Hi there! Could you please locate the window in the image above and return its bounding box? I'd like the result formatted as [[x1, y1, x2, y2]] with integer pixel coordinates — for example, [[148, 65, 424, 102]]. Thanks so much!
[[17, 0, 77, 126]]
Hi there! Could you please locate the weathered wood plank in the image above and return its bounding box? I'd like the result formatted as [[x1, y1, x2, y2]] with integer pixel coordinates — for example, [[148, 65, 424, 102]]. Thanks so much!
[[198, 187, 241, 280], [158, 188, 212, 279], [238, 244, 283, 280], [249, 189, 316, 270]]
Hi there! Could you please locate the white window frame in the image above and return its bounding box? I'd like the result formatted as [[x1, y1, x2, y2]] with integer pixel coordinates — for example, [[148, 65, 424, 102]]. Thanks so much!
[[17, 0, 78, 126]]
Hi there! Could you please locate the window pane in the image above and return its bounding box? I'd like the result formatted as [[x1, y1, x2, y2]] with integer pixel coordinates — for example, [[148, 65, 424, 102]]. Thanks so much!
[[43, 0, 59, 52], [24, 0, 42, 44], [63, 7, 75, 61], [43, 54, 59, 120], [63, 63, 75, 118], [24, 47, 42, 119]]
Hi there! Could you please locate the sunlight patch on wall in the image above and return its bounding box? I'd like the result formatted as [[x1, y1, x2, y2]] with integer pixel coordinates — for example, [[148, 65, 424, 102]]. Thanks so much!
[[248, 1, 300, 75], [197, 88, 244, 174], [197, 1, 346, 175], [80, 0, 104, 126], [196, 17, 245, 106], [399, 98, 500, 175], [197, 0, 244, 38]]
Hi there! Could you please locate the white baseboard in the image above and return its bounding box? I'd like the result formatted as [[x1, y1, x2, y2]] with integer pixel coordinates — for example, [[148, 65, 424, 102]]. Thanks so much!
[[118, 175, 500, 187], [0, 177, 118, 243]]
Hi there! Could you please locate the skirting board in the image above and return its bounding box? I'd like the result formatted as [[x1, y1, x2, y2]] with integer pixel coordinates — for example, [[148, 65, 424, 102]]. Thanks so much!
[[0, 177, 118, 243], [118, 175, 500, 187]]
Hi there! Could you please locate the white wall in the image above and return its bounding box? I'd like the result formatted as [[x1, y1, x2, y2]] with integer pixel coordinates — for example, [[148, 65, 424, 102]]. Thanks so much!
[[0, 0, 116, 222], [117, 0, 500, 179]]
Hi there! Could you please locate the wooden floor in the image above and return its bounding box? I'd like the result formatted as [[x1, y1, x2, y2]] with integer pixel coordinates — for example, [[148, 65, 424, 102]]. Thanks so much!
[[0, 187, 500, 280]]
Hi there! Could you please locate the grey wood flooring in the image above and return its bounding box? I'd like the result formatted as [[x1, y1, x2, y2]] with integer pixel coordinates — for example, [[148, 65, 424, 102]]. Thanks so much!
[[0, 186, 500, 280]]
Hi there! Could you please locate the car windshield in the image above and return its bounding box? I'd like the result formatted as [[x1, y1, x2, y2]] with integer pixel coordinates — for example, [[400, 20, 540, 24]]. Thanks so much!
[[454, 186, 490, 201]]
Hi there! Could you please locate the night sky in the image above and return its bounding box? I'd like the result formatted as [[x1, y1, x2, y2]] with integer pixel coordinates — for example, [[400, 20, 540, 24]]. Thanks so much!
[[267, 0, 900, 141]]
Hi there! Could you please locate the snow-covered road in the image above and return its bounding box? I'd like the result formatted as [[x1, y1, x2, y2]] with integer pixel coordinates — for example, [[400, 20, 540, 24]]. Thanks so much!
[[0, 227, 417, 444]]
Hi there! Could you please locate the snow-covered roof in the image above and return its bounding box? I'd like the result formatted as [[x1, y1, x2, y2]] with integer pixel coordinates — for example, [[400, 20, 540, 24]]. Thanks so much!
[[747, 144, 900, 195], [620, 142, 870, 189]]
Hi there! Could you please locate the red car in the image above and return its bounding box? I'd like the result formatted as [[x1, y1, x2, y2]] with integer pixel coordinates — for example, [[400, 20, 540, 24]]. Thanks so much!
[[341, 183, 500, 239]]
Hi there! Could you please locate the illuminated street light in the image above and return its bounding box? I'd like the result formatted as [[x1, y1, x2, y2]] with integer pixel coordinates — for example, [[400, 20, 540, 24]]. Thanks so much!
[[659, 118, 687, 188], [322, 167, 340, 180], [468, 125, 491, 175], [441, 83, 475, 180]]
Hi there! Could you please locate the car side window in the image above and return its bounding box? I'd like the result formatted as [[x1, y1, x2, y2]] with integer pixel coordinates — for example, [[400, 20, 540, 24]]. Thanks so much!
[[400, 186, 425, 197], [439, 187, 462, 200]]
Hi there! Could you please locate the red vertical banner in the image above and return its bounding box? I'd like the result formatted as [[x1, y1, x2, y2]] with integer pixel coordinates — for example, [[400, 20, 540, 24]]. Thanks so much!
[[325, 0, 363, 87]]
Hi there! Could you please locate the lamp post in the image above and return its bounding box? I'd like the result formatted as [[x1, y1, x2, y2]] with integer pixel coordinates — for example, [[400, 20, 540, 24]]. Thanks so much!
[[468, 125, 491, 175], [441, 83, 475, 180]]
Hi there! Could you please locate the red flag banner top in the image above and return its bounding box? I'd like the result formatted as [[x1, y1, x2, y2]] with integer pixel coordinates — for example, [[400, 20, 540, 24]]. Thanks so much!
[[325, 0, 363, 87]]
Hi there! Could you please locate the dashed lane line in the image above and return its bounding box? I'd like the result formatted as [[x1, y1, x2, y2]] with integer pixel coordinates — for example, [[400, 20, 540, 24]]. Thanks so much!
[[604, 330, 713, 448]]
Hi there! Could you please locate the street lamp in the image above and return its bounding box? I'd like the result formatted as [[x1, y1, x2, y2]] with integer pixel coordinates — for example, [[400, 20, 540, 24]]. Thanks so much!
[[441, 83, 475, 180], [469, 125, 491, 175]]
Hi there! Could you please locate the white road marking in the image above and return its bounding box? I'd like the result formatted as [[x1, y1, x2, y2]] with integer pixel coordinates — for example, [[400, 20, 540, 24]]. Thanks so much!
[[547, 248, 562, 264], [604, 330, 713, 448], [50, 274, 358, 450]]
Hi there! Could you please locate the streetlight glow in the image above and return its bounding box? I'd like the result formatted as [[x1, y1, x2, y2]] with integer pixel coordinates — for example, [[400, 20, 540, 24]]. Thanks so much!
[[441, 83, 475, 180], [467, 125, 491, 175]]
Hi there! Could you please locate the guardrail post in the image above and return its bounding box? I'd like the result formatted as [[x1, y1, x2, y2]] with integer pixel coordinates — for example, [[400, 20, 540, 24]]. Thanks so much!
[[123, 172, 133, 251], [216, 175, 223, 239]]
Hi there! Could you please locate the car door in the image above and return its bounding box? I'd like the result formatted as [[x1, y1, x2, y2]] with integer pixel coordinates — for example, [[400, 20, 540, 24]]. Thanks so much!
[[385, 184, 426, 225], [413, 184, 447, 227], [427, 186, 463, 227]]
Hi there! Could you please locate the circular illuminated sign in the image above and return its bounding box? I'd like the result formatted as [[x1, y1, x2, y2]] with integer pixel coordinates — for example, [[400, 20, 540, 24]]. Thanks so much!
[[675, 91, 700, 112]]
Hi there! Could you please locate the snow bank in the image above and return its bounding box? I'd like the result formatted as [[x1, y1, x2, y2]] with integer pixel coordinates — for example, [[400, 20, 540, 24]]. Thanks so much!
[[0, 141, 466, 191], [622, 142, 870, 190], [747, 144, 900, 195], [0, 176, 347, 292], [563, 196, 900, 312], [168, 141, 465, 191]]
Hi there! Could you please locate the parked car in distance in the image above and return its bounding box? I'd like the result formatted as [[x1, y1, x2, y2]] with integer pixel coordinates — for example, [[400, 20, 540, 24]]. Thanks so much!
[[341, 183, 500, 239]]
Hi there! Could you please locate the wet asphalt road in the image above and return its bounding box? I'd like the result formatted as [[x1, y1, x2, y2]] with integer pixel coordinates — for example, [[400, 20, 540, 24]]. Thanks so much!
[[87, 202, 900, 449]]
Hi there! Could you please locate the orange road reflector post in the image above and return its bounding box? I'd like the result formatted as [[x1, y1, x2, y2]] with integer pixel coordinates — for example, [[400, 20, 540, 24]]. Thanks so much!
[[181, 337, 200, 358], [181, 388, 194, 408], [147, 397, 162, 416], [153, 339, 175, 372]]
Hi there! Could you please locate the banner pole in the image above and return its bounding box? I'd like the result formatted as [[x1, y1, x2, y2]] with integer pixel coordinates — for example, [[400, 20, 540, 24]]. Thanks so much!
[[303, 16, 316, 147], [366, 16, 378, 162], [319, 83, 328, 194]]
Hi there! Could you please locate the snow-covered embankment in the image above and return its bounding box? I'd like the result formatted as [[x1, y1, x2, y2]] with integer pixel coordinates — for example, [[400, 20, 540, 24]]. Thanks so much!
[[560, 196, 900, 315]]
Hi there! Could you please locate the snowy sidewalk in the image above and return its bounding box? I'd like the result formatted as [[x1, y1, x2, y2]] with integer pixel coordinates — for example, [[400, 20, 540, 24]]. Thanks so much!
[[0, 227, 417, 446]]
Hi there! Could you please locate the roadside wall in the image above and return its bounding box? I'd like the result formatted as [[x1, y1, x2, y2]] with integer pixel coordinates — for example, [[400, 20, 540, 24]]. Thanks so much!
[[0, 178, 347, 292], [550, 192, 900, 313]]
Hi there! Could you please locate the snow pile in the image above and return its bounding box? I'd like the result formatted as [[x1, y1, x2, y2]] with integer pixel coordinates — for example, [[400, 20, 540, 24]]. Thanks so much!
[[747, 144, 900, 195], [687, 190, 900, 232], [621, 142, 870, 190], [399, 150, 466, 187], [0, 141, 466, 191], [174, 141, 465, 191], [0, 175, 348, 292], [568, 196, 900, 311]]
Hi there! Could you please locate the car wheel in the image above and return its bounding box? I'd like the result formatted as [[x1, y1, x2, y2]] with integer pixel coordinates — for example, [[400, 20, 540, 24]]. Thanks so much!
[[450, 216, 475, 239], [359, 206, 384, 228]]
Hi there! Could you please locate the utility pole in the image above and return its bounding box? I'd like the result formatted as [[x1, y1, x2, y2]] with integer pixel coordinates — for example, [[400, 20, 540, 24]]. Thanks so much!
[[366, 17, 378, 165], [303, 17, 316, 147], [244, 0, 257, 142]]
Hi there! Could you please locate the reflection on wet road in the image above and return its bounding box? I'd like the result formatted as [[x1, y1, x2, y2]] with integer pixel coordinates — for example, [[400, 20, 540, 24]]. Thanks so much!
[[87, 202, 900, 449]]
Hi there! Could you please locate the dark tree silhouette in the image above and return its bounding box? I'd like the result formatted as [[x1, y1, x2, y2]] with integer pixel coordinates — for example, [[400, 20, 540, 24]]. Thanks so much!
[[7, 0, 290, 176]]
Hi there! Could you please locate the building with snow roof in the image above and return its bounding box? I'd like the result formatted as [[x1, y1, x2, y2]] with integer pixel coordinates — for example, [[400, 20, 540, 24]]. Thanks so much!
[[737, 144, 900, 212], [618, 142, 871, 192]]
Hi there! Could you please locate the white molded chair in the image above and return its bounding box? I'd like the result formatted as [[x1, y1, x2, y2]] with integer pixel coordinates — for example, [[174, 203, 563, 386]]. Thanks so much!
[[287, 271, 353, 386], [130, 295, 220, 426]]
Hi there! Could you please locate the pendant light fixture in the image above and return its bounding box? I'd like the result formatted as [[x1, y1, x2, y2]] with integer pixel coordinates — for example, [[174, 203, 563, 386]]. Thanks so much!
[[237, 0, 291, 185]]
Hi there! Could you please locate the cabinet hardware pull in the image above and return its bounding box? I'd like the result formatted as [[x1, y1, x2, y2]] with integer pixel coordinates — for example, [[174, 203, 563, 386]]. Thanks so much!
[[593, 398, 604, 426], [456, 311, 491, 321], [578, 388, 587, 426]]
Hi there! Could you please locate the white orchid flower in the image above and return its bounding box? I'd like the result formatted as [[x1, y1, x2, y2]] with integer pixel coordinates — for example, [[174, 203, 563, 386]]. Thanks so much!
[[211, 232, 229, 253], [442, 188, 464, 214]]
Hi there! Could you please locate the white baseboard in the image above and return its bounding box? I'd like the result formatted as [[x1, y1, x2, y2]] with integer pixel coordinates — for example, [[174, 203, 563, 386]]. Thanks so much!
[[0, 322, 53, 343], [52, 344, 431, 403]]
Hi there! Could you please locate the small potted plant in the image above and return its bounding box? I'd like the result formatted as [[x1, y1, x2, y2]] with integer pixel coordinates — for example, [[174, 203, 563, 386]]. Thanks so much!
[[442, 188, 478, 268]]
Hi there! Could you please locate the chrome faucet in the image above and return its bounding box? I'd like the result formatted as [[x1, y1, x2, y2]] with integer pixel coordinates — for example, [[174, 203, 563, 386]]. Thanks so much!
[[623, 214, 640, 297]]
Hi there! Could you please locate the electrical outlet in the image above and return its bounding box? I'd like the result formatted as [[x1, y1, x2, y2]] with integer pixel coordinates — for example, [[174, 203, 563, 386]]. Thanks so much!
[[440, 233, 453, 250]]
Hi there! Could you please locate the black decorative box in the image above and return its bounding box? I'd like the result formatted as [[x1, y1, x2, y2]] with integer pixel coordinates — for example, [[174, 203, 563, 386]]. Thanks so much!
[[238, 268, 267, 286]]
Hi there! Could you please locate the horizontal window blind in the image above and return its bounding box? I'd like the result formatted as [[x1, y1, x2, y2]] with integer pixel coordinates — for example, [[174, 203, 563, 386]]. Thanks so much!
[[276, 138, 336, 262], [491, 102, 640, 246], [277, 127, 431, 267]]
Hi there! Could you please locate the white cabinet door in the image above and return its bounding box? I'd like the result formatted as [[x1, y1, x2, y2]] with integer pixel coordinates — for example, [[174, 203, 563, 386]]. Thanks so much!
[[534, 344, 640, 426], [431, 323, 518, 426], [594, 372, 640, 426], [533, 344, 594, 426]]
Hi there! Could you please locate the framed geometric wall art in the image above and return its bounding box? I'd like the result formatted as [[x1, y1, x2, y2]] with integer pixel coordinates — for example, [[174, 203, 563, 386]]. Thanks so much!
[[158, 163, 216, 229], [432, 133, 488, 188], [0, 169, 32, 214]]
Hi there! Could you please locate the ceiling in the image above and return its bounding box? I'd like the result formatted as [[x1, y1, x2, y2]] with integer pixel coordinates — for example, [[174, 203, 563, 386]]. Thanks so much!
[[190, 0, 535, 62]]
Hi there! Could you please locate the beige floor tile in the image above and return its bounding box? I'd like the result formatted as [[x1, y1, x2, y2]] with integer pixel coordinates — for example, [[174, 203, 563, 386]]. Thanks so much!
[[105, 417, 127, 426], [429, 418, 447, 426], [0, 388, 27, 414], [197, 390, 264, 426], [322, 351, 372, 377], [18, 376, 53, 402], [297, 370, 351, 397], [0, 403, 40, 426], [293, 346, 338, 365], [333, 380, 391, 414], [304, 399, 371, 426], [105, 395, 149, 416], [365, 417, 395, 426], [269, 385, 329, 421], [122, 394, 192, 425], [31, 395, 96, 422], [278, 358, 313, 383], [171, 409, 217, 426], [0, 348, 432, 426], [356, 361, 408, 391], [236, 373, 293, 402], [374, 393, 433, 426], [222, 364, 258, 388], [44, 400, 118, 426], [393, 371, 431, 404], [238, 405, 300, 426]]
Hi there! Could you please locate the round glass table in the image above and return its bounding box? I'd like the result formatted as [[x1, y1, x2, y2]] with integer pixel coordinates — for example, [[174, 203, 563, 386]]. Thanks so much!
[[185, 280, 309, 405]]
####
Copy out, word for word, the rows from the first one above through the row that contains "47, 42, 119]]", both included.

RESULT BELOW.
Hi there! Could you please locate the window in the image above and return its bounding box? I'd like the result formatted as [[x1, y1, x2, y2]] with integer pixel coordinates — for example, [[148, 65, 424, 102]]. Thanks so much!
[[17, 0, 77, 126]]
Hi there! Could you please locate the weathered wood plank in the image above and return its bounding box? I'd like the result formatted as [[x1, y1, x2, y2]] with integer pixel coordinates — for example, [[148, 65, 424, 102]]. Thanks so much!
[[198, 187, 241, 280], [158, 188, 212, 279], [238, 244, 283, 280], [249, 189, 316, 270]]
Hi there! Could you please locate the white window frame in the image above and return its bounding box? I'd like the result formatted as [[x1, y1, x2, y2]] with integer pixel coordinates — for example, [[148, 65, 424, 102]]. Thanks so much!
[[17, 0, 78, 126]]
Hi there! Could you please locate the window pane in the image above and return its bounding box? I'd like the result formatted as [[x1, y1, x2, y2]] with integer pixel coordinates — for example, [[148, 65, 424, 102]]. Thanks so much!
[[43, 0, 59, 52], [24, 0, 42, 44], [63, 7, 75, 61], [43, 54, 59, 120], [63, 63, 75, 118], [24, 47, 42, 119]]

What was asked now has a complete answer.